* **INSTRUCTION 1**:
In the productivity commentary, during what span of years did the nation last see sustained high growth?

* **TEXT EXTRACT**:

Trump is another president in a long line of presidents with a magical plan to restore the economy to high growth, especially for the working class. But other than some temporary blips, the nation hasn’t seen sustained high growth since the economic glory years that ran from the early 1950s to 1973.
Those years saw high growth because they were years of high productivity. Unfortunately, productivity has languished since then, with the notable exception of the early years of the new millennium. This has been the case not only in the USA but also in Europe and Japan, in spite of technological advances stemming from the computer chip, such as robotics, artificial intelligence, and the Internet.
Productivity is key, because economic growth, higher wages, and a better standard of living depend on higher productivity—that is, on getting more output from a given amount of labor, capital, or raw materials.
You wouldn’t know this economic truth from the rhetoric coming from the current administration or from the rhetoric of past administrations. Instead of citing the problem of declining productivity and developing plans to reverse the trend, one president after another has joined with the Federal Reserve, the Treasury, and Congress in pushing the same ole buttons of tax policy, fiscal policy, trade policy, immigration policy, regulatory policy, monetary policy, and education policy. Depending on the ideology of those in charge of the government, the policies have followed the precepts of either Keynesian economics, supply-side economics, free-market economics, voodoo economics, or neo-Marxist economics.

* **INSTRUCTION 2**:
Count the lines in the rows below that contain the string "lighthouse", and reply with the number alone.

* **EXERCISE INPUT**:

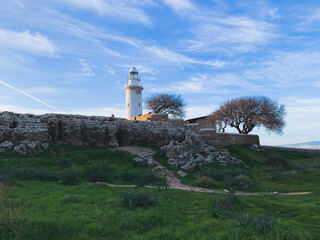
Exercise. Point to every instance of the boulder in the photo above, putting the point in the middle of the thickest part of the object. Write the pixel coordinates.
(6, 146)
(30, 147)
(144, 158)
(196, 149)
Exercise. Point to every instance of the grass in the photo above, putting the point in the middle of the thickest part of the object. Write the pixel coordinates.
(268, 171)
(52, 210)
(73, 165)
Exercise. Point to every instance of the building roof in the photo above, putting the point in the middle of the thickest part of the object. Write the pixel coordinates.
(133, 70)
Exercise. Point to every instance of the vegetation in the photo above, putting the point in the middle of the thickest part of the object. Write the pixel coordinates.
(169, 103)
(246, 113)
(45, 209)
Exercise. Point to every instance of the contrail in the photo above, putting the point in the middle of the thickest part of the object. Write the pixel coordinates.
(28, 95)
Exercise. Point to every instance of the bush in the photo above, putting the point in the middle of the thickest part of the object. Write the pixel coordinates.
(276, 160)
(71, 199)
(70, 177)
(129, 176)
(241, 182)
(64, 163)
(98, 172)
(131, 200)
(282, 175)
(148, 176)
(263, 223)
(8, 213)
(32, 174)
(221, 208)
(205, 182)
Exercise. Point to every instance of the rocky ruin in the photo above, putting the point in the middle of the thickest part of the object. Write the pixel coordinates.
(27, 133)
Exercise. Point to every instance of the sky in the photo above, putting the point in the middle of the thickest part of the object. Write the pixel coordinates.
(73, 56)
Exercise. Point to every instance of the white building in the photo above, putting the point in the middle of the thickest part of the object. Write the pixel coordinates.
(133, 94)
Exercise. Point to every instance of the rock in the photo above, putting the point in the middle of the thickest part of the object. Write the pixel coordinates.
(181, 173)
(144, 158)
(30, 147)
(6, 146)
(196, 149)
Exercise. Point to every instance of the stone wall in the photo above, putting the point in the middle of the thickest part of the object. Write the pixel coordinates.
(103, 131)
(232, 138)
(86, 131)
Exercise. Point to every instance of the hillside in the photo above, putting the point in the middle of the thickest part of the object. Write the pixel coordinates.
(305, 145)
(54, 195)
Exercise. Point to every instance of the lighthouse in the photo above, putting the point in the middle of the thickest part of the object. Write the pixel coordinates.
(133, 94)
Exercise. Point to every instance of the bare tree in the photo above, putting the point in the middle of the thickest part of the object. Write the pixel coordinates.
(245, 113)
(169, 103)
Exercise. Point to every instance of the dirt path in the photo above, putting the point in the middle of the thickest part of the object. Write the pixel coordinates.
(175, 182)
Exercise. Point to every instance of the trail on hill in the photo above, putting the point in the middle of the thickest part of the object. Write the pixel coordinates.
(175, 183)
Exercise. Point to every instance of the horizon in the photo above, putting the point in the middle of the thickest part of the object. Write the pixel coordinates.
(74, 56)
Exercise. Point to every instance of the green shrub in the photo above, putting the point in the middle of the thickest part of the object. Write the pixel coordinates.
(97, 172)
(9, 213)
(264, 223)
(282, 175)
(205, 182)
(32, 174)
(221, 207)
(129, 176)
(241, 182)
(131, 200)
(70, 177)
(149, 176)
(71, 199)
(64, 163)
(276, 160)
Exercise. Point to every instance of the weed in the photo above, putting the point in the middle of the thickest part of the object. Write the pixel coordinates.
(129, 176)
(282, 175)
(221, 208)
(148, 176)
(263, 223)
(70, 177)
(97, 172)
(71, 199)
(131, 200)
(64, 163)
(241, 182)
(32, 174)
(276, 160)
(205, 182)
(9, 213)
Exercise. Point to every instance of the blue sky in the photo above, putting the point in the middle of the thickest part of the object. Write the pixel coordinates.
(73, 56)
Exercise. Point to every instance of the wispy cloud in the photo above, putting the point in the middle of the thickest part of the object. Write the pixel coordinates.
(46, 90)
(26, 41)
(219, 84)
(28, 95)
(180, 6)
(120, 9)
(289, 69)
(86, 69)
(229, 34)
(172, 56)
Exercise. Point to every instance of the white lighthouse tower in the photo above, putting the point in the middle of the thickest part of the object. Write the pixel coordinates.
(133, 94)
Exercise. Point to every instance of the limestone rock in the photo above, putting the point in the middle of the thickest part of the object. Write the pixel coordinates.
(181, 173)
(6, 146)
(196, 149)
(30, 147)
(144, 158)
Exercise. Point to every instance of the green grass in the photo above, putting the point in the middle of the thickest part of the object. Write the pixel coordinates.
(301, 174)
(51, 210)
(115, 166)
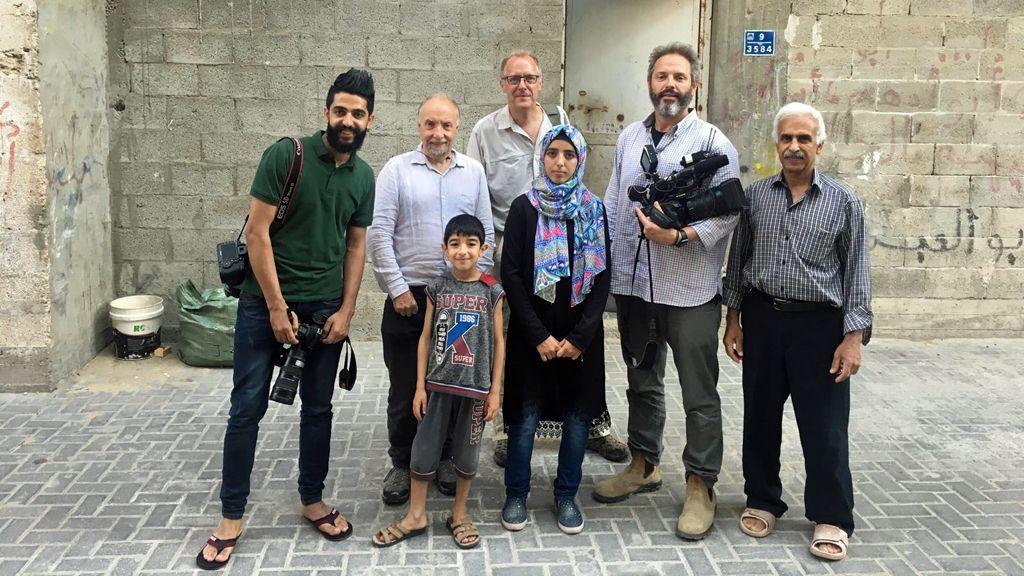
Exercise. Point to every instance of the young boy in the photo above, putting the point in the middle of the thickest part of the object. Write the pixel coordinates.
(461, 357)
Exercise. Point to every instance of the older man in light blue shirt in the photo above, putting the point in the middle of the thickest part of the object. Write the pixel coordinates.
(417, 194)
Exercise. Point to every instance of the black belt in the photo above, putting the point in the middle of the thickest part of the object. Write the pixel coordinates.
(786, 304)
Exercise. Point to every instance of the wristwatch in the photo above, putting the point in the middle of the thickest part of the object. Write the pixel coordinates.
(681, 239)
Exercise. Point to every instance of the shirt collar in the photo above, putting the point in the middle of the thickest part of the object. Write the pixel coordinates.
(322, 152)
(421, 159)
(686, 121)
(779, 179)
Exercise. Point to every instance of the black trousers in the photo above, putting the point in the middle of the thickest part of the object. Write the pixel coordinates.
(788, 355)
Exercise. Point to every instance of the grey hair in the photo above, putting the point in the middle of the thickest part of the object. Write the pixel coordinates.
(799, 109)
(520, 54)
(439, 96)
(684, 50)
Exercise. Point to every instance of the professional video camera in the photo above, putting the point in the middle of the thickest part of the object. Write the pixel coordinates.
(292, 360)
(680, 196)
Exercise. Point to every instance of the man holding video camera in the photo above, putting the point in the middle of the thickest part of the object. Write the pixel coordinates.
(668, 287)
(304, 279)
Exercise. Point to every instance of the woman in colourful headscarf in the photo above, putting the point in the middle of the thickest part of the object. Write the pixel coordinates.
(555, 272)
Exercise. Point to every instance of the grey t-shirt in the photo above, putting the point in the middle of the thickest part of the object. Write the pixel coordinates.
(462, 334)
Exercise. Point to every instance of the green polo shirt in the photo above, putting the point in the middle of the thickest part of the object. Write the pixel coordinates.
(309, 247)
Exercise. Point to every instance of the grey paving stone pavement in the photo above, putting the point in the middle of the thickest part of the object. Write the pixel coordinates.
(119, 474)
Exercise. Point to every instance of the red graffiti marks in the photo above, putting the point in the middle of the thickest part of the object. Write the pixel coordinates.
(8, 131)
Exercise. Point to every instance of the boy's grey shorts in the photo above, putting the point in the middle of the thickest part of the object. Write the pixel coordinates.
(444, 411)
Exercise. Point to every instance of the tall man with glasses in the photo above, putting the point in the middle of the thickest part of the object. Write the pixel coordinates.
(504, 142)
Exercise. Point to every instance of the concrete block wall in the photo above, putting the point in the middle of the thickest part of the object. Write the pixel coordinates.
(924, 108)
(201, 88)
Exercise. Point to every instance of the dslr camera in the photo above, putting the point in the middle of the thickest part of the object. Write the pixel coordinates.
(293, 359)
(680, 195)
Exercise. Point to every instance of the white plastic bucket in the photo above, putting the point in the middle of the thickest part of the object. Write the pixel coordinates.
(137, 316)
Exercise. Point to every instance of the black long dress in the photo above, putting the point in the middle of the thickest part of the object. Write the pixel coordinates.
(558, 384)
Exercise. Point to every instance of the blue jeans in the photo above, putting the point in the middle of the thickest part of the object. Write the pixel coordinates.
(254, 348)
(570, 453)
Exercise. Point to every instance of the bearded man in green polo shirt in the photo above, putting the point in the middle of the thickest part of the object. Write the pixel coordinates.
(312, 265)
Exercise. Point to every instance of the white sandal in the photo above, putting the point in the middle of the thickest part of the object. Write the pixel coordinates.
(828, 534)
(764, 516)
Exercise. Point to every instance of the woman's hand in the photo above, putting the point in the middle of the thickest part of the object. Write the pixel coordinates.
(549, 348)
(420, 404)
(567, 350)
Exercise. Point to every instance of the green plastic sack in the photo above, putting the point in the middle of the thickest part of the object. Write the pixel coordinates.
(207, 323)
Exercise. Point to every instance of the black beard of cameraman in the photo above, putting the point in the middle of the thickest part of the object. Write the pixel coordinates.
(312, 266)
(684, 273)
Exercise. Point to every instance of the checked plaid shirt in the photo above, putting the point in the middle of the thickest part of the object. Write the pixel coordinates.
(688, 276)
(814, 250)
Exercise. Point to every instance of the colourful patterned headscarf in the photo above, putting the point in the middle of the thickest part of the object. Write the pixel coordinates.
(557, 204)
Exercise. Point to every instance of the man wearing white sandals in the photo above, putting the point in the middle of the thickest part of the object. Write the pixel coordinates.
(798, 288)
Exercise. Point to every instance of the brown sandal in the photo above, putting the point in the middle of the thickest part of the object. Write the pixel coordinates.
(463, 530)
(394, 534)
(763, 516)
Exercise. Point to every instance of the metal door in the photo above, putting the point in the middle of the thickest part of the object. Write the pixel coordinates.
(606, 47)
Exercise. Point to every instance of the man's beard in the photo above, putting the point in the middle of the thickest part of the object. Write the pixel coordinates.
(671, 109)
(340, 146)
(436, 152)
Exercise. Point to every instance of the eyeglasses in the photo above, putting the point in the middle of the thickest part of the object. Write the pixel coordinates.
(514, 80)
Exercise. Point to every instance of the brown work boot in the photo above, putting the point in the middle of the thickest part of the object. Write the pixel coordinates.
(698, 509)
(639, 476)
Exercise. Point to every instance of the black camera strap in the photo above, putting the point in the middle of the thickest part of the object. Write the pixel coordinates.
(287, 192)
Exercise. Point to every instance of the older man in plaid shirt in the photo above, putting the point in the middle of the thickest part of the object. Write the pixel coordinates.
(679, 285)
(799, 292)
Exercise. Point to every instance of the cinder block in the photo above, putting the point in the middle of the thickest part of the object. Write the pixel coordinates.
(1013, 97)
(188, 46)
(944, 64)
(909, 32)
(965, 159)
(202, 114)
(368, 17)
(399, 52)
(167, 211)
(171, 79)
(235, 81)
(941, 8)
(939, 191)
(884, 63)
(827, 63)
(942, 127)
(998, 128)
(465, 53)
(1001, 65)
(1009, 160)
(235, 148)
(812, 7)
(969, 96)
(977, 33)
(414, 85)
(350, 52)
(197, 246)
(998, 7)
(907, 95)
(998, 192)
(139, 178)
(859, 159)
(846, 94)
(143, 45)
(270, 116)
(432, 19)
(198, 179)
(889, 7)
(261, 48)
(141, 244)
(880, 127)
(162, 145)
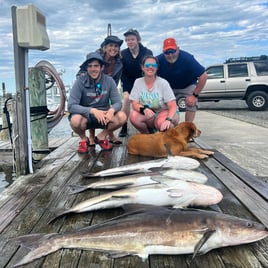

* **COMPLETE RESPONSE 1**:
From the early 1950s to 1973.

* **COMPLETE RESPONSE 2**:
2